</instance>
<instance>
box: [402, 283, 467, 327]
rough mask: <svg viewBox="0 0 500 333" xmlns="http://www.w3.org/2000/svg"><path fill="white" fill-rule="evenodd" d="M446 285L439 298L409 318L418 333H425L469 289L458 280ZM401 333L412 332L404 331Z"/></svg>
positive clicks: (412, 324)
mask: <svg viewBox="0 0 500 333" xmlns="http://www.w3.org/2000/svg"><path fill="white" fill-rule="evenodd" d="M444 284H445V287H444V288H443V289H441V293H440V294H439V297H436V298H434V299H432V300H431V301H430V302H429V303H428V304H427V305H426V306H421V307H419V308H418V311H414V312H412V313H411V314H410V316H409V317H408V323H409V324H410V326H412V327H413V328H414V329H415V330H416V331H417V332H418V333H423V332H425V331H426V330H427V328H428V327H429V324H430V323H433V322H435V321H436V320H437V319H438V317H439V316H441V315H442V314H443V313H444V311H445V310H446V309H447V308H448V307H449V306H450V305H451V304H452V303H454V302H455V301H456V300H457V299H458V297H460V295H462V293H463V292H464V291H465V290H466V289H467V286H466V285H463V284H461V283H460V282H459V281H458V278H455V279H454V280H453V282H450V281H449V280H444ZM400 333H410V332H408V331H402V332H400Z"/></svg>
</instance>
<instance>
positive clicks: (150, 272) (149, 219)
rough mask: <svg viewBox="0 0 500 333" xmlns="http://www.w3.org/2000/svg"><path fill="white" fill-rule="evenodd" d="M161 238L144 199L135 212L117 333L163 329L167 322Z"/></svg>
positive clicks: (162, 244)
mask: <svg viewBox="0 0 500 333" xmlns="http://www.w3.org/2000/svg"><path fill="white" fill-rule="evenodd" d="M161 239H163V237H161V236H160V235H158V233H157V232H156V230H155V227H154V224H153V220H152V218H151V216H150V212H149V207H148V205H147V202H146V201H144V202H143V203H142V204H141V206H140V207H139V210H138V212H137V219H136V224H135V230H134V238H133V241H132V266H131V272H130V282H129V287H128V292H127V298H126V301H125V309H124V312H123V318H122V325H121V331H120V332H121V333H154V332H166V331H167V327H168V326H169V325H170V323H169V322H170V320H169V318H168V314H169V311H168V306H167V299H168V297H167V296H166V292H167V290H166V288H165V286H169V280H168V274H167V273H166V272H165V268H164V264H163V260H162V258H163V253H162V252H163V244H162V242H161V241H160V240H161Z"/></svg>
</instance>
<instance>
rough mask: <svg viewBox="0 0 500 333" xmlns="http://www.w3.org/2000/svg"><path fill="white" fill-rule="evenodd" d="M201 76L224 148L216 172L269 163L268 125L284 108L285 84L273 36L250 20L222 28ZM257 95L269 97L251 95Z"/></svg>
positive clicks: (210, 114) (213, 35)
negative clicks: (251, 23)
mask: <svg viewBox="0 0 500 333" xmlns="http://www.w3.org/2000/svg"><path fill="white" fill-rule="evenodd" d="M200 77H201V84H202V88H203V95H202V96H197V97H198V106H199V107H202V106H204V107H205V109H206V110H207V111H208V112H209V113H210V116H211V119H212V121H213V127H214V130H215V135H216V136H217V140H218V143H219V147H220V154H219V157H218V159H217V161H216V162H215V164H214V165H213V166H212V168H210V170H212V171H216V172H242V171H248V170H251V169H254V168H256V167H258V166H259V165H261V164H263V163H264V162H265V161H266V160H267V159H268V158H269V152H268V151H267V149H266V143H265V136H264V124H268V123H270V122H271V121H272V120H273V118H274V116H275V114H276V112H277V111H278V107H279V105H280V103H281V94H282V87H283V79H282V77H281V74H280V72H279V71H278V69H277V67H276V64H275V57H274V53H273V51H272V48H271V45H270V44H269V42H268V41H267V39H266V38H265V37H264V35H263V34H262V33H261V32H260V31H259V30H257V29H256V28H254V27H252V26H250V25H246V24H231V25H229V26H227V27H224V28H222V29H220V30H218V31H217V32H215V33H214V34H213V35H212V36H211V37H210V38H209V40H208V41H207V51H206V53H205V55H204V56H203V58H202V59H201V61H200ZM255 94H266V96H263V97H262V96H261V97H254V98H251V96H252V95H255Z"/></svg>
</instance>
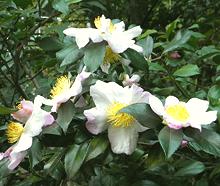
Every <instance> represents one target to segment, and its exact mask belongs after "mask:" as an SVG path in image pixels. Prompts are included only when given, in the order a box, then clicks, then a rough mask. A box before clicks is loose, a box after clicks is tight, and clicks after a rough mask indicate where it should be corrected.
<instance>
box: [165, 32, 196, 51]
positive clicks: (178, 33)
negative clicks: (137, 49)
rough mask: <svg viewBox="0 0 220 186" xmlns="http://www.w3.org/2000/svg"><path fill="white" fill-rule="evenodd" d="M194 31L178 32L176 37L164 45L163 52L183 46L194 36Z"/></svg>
mask: <svg viewBox="0 0 220 186" xmlns="http://www.w3.org/2000/svg"><path fill="white" fill-rule="evenodd" d="M192 34H193V31H185V32H183V33H182V32H178V33H177V34H176V36H175V38H174V39H173V40H172V41H171V42H169V43H168V44H167V45H165V47H164V51H163V53H167V52H170V51H173V50H175V49H177V48H180V47H182V46H183V45H184V44H185V43H186V42H187V41H188V40H189V39H190V37H191V36H192Z"/></svg>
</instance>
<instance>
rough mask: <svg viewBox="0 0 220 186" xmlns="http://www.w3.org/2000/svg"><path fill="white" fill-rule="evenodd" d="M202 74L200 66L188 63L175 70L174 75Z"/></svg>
mask: <svg viewBox="0 0 220 186" xmlns="http://www.w3.org/2000/svg"><path fill="white" fill-rule="evenodd" d="M198 74H200V70H199V67H198V66H197V65H193V64H188V65H185V66H183V67H181V68H180V69H178V70H176V71H175V72H174V74H173V75H174V76H179V77H189V76H194V75H198Z"/></svg>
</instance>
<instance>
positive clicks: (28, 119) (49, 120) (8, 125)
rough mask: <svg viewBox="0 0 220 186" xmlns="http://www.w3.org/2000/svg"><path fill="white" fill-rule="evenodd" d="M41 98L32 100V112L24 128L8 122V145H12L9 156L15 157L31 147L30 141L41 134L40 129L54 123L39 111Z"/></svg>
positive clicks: (31, 142)
mask: <svg viewBox="0 0 220 186" xmlns="http://www.w3.org/2000/svg"><path fill="white" fill-rule="evenodd" d="M41 106H42V97H41V96H36V97H35V99H34V105H33V111H32V114H31V115H30V117H29V119H28V120H27V122H26V123H25V125H24V127H23V125H22V124H20V123H16V122H10V123H9V124H8V128H7V137H8V141H9V143H14V142H16V141H17V143H16V144H15V145H13V149H12V151H11V153H10V156H12V157H17V156H18V155H19V153H20V152H23V151H26V150H27V149H29V148H30V147H31V145H32V139H33V137H34V136H37V135H39V134H40V133H41V131H42V127H43V126H47V125H50V124H52V123H53V122H54V118H53V116H52V115H51V114H50V113H49V112H46V111H44V110H42V109H41Z"/></svg>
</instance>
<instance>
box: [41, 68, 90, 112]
mask: <svg viewBox="0 0 220 186" xmlns="http://www.w3.org/2000/svg"><path fill="white" fill-rule="evenodd" d="M90 74H91V73H90V72H86V71H85V68H84V69H83V70H82V72H81V73H80V74H78V75H77V76H76V78H75V81H74V82H73V83H71V81H70V79H69V78H68V77H67V76H61V77H59V78H58V79H57V81H56V83H55V86H54V87H53V88H52V90H51V92H50V93H51V98H52V99H50V100H49V99H43V98H42V99H43V103H44V104H45V105H50V106H52V109H51V111H52V112H56V111H57V109H58V107H59V106H60V105H61V104H62V103H65V102H67V101H68V100H69V99H70V98H71V97H73V96H77V95H79V94H80V93H81V92H82V83H83V82H84V81H85V80H86V79H87V78H88V77H89V76H90Z"/></svg>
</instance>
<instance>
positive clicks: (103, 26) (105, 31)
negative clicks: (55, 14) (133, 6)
mask: <svg viewBox="0 0 220 186" xmlns="http://www.w3.org/2000/svg"><path fill="white" fill-rule="evenodd" d="M94 23H95V26H96V28H68V29H66V30H64V31H63V32H64V34H66V35H68V36H73V37H75V38H76V44H77V45H78V47H79V48H82V47H84V46H86V45H87V44H88V43H89V40H90V39H91V40H92V42H94V43H99V42H102V41H103V40H104V41H107V43H108V45H109V46H110V48H111V49H112V51H113V52H115V53H122V52H124V51H125V50H127V49H128V48H132V49H134V50H136V51H138V52H142V51H143V49H142V47H140V46H138V45H136V44H135V40H133V39H134V38H135V37H137V36H139V35H140V34H141V32H142V29H141V28H140V26H136V27H133V28H131V29H129V30H126V31H125V24H124V22H123V21H121V22H119V23H116V24H113V23H112V21H111V20H110V19H106V18H105V16H104V15H102V16H101V17H97V18H96V19H95V21H94Z"/></svg>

- - -

Your objective: Count the lines in the entries above that contain the string "negative", and reply with only that number.

Written reply: 3